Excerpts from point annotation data
# # # # #

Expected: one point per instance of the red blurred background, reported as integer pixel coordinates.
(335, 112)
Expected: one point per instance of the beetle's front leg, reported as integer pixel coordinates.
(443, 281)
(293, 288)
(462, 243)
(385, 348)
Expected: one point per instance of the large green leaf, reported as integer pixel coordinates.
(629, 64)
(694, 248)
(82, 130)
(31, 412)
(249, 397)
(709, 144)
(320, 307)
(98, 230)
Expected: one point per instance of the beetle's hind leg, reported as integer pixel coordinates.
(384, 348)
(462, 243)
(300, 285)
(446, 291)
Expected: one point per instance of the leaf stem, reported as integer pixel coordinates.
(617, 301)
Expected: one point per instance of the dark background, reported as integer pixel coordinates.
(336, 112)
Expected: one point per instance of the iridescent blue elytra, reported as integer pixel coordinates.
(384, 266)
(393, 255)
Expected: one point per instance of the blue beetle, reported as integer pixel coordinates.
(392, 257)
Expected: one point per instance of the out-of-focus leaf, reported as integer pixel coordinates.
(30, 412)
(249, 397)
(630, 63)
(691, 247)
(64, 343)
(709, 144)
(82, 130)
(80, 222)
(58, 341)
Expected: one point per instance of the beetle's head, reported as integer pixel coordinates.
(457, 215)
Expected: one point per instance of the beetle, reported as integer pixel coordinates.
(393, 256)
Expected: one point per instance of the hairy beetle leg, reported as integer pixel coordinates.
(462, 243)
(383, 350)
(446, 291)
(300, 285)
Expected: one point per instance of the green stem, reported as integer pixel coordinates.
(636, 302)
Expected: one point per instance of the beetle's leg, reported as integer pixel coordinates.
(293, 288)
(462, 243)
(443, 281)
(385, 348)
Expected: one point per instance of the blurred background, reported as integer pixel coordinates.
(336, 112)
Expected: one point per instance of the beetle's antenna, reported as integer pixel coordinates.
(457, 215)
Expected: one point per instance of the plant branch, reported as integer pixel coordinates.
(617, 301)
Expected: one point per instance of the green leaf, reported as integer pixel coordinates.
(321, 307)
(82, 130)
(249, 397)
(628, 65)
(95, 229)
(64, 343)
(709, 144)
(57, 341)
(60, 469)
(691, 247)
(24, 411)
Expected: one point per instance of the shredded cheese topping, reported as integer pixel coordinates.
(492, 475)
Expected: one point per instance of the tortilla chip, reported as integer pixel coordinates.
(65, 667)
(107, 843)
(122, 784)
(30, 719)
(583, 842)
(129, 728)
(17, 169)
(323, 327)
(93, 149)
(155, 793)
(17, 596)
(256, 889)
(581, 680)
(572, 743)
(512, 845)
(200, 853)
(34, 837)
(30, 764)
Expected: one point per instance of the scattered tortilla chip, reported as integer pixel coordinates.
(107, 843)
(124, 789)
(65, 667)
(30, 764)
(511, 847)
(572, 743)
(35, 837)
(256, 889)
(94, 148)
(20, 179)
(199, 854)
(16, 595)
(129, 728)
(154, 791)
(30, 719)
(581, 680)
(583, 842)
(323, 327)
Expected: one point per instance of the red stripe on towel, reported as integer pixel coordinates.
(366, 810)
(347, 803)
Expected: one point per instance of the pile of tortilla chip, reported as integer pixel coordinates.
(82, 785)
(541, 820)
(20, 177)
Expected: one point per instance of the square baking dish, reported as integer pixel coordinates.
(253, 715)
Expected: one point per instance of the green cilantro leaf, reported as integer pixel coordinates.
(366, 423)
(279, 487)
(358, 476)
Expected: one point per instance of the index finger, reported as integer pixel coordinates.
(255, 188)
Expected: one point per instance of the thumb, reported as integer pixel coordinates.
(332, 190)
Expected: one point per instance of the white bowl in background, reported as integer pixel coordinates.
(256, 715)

# # # # #

All records above must be set down exactly, please.

Expected: one point per instance of the red blurred background, reported as integer pixel coordinates.
(335, 112)
Expected: one point per instance of the beetle's front leg, reported as integer pixel coordinates.
(443, 281)
(293, 288)
(462, 243)
(385, 348)
Expected: one point per instance of the large green leaf, reported as integer pixel coordinates.
(629, 64)
(694, 248)
(82, 130)
(31, 412)
(249, 397)
(709, 144)
(320, 307)
(98, 230)
Expected: one point per instance of the beetle's hind leg, reported as integer pixel coordinates.
(384, 348)
(462, 243)
(300, 285)
(446, 291)
Expected: one point per instance of the leaf stem, reported as integer pixel coordinates.
(617, 301)
Expected: one point per instance of the dark background, reported as integer pixel coordinates.
(336, 112)
Expected: one point per instance of the iridescent blue elytra, reported as integer pixel coordinates.
(384, 266)
(393, 255)
Expected: one point per instance of the blue beetle, reported as integer pixel coordinates.
(392, 257)
Expected: one point per instance of the out-of-focus leaf, reported as integer pixel coordinates.
(30, 412)
(249, 397)
(630, 63)
(691, 247)
(64, 343)
(709, 144)
(82, 130)
(80, 222)
(58, 341)
Expected: one point per instance of the beetle's head, reported as integer pixel coordinates.
(457, 215)
Expected: one point per instance of the beetle, reported as integer pixel coordinates.
(393, 256)
Expected: one point per instance of the hairy beetle leg, reported as integer pixel coordinates.
(462, 243)
(383, 350)
(446, 291)
(300, 285)
Expected: one point per instance of the green stem, reported as integer pixel coordinates.
(636, 302)
Expected: one point per instance of the beetle's leg, reported as integer pixel coordinates.
(293, 288)
(462, 243)
(443, 281)
(385, 348)
Expected: one point per instance of the blurred background, reported as integer pixel coordinates.
(336, 112)
Expected: one point per instance of the beetle's antenna, reported as integer pixel coordinates.
(457, 215)
Expected: one point per instance of the plant branch, reported as integer pixel coordinates.
(617, 301)
Expected: one point per instance of the green leaf, reported as integer pixel coordinates.
(321, 307)
(82, 130)
(249, 397)
(628, 65)
(95, 229)
(64, 343)
(709, 144)
(57, 341)
(60, 469)
(691, 247)
(24, 411)
Expected: one point per instance of the shredded cheese topping, reported as integer pixel coordinates.
(492, 475)
Expected: one point per instance of the tortilla chip, reported as integer pixel coordinates.
(65, 667)
(107, 843)
(122, 784)
(30, 719)
(583, 842)
(129, 728)
(17, 169)
(323, 327)
(93, 149)
(155, 793)
(17, 596)
(256, 889)
(581, 680)
(572, 743)
(512, 845)
(200, 853)
(34, 837)
(30, 764)
Expected: one point per instance of the scattered tortilla chip, reported as integer pixel coordinates.
(107, 843)
(124, 789)
(65, 667)
(30, 764)
(511, 847)
(572, 743)
(35, 837)
(256, 889)
(94, 148)
(20, 179)
(199, 854)
(16, 595)
(129, 728)
(154, 791)
(30, 719)
(581, 680)
(583, 842)
(323, 327)
Expected: one point per instance of the red stripe on towel, reported as integer pixel coordinates.
(366, 810)
(347, 803)
Expected: one point per instance of the pile of tortilla chip, reported as integer pixel coordinates.
(82, 785)
(541, 820)
(20, 177)
Expected: one point per instance of the square baking dish, reported as integer pixel coordinates.
(253, 715)
Expected: one point per instance of the green cilantro leaf, reported as integer pixel coordinates.
(366, 423)
(279, 487)
(358, 476)
Expected: one point per instance of the index finger, reported as integer pixel coordinates.
(255, 188)
Expected: one point per instance of the thumb, reported as integer pixel coordinates.
(332, 190)
Expected: one point per instance of the white bowl in background, reported as integer pixel coordinates.
(256, 715)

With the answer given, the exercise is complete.